# PROVIDED RECORDS
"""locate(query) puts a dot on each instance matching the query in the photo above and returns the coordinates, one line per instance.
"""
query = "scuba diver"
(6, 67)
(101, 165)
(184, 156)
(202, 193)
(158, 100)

# ASSIGNMENT
Would you copy the data exactly as shown above?

# RESULT OF THE TASK
"""locate(query) puts a dot on each instance matching the query in the photo above and returns the coordinates, one line per instance.
"""
query = "scuba diver"
(6, 67)
(101, 165)
(184, 156)
(202, 193)
(158, 100)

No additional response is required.